** WHAT THIS TASK INVOLVES **
Your reply should consist of one number: how many lines below contain "clicks".
Start of SOURCE DATA
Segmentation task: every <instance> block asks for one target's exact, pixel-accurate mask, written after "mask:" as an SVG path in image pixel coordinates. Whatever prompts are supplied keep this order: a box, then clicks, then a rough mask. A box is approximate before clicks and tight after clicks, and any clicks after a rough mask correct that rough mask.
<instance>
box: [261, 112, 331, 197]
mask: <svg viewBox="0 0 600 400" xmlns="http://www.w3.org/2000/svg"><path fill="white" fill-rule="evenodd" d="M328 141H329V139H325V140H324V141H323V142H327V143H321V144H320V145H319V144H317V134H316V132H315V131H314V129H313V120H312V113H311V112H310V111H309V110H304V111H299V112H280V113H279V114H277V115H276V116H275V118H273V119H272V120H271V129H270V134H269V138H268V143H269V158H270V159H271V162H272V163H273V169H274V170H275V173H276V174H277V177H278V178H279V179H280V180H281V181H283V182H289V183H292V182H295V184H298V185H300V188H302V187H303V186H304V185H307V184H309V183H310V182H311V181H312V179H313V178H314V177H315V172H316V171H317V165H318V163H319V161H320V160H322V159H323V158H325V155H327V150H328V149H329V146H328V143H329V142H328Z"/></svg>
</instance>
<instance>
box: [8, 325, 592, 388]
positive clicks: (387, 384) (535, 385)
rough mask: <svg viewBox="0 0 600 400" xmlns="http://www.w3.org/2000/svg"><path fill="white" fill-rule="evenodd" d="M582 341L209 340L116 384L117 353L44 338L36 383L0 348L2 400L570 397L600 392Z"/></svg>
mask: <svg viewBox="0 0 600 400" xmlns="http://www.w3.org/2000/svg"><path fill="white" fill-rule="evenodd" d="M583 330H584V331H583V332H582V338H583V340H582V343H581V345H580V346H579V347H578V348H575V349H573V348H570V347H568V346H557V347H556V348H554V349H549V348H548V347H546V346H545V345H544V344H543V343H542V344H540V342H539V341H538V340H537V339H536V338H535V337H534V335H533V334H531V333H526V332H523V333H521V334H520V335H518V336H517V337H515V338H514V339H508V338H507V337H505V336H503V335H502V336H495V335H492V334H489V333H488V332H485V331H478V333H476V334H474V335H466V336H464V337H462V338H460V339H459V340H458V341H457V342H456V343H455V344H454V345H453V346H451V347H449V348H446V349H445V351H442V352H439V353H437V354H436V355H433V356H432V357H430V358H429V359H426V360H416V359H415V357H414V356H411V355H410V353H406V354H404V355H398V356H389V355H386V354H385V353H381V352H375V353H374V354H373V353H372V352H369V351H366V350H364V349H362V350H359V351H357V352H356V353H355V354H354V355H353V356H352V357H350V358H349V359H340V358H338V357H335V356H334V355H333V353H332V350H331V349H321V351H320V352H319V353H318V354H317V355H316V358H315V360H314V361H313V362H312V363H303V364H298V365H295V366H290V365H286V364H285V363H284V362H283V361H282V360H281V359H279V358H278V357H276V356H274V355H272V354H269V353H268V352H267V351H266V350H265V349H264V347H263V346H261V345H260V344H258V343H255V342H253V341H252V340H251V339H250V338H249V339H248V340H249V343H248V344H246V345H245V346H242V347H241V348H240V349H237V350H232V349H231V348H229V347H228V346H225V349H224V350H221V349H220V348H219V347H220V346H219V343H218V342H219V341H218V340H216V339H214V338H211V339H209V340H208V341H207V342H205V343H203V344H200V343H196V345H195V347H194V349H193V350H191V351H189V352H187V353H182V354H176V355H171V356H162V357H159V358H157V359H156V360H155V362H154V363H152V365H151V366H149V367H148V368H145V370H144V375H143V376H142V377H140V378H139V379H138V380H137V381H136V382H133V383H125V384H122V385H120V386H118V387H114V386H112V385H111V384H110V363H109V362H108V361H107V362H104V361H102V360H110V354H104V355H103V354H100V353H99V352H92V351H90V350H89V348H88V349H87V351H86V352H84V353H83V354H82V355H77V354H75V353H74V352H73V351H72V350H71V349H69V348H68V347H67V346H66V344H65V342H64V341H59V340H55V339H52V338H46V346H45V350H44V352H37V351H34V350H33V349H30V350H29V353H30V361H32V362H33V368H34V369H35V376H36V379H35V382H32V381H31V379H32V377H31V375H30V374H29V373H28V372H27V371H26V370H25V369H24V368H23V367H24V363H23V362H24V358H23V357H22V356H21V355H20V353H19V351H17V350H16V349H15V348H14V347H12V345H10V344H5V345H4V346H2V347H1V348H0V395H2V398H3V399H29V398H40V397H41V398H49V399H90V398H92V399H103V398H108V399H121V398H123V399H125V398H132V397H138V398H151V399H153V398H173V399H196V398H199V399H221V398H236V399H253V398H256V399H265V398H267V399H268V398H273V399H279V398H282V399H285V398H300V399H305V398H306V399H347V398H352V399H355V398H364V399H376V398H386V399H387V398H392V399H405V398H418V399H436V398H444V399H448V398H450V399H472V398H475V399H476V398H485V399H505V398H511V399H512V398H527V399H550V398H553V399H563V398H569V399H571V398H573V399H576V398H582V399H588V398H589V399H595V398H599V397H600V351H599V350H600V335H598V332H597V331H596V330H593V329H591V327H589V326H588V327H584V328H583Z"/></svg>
End of SOURCE DATA
** YOUR SOLUTION **
2